◆ WORK ITEM ◆
In the records below, the lines from the one containing "request | locate each instance of the green" through the last are to be reproduced exactly and alone.

(Stored dataset items)
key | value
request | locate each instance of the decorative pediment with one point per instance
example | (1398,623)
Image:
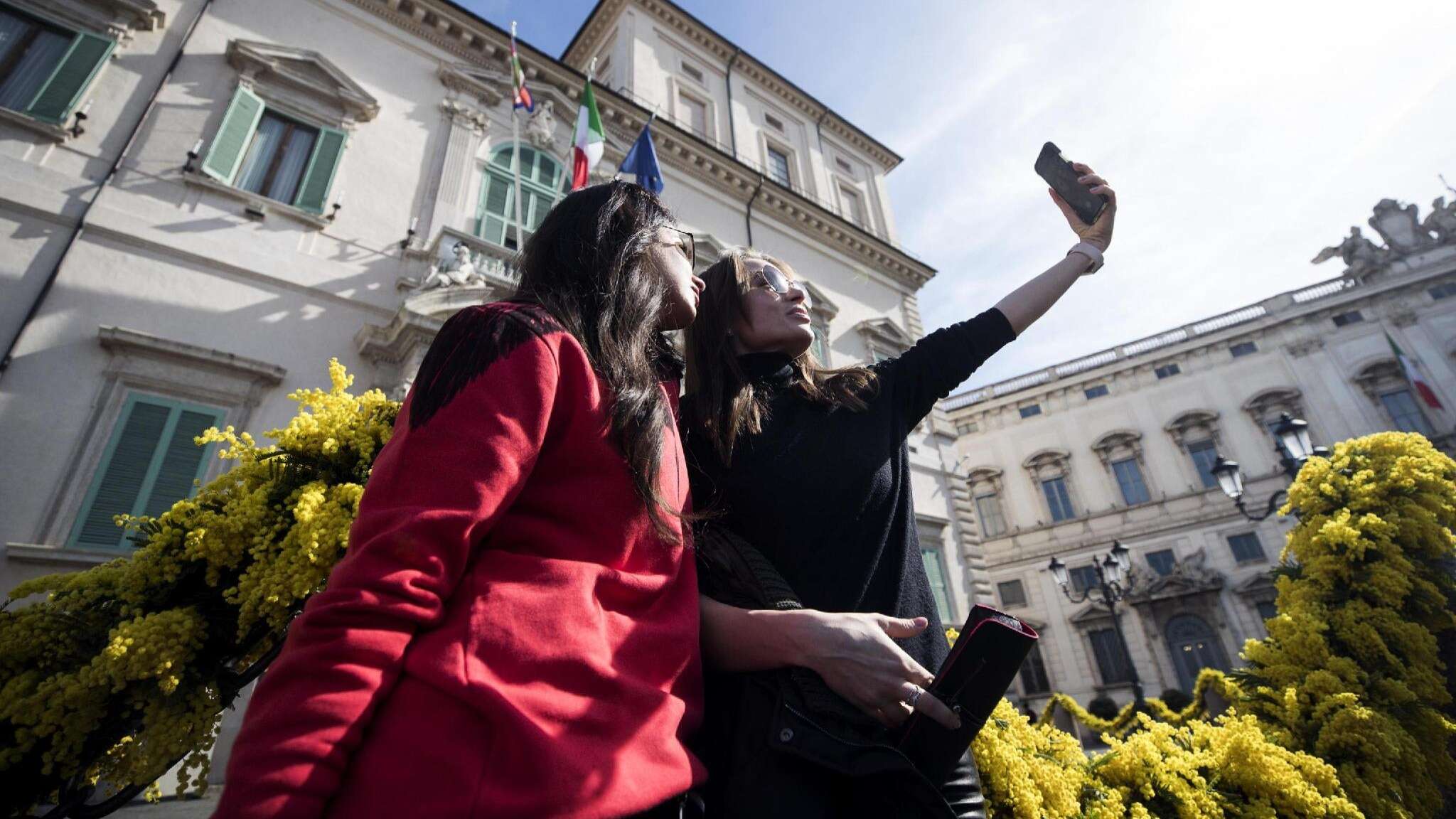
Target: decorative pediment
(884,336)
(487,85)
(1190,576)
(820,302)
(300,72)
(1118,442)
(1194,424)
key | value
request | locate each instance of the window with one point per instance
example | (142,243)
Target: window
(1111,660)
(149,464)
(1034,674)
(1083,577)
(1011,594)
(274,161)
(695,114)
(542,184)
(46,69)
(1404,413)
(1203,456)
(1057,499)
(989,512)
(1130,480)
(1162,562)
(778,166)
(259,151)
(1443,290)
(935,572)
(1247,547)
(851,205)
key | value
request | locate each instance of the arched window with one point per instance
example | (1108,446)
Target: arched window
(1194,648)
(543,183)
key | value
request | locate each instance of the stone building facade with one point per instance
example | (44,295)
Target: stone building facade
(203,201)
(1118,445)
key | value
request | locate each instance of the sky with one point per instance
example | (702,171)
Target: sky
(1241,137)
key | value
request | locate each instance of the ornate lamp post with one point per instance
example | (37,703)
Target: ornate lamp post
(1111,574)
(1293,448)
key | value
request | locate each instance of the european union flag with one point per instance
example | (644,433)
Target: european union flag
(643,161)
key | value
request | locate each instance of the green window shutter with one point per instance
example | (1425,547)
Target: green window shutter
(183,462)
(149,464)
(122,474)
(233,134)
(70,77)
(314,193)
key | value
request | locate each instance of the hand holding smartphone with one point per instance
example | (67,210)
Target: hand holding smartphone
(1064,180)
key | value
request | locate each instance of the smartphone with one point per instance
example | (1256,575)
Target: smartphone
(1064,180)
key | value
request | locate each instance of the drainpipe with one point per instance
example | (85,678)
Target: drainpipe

◆ EXERCISE RESPONSE ◆
request | locate each instance of the green window shutter with one point per instance
example | (1425,547)
Target: green window shutter
(183,462)
(149,464)
(122,474)
(233,134)
(70,77)
(314,193)
key | value
request | locate each instance of the hand holding smartphone with one point per instance
example | (67,210)
Target: hand holding smartphone
(1064,180)
key | value
request | locate each instance of the smartphone with one point per instance
example | (1256,575)
Target: smartphone
(1064,180)
key | value
request | locate each instance of the drainpipe with one point per instance
example | (85,678)
Target: drainpipe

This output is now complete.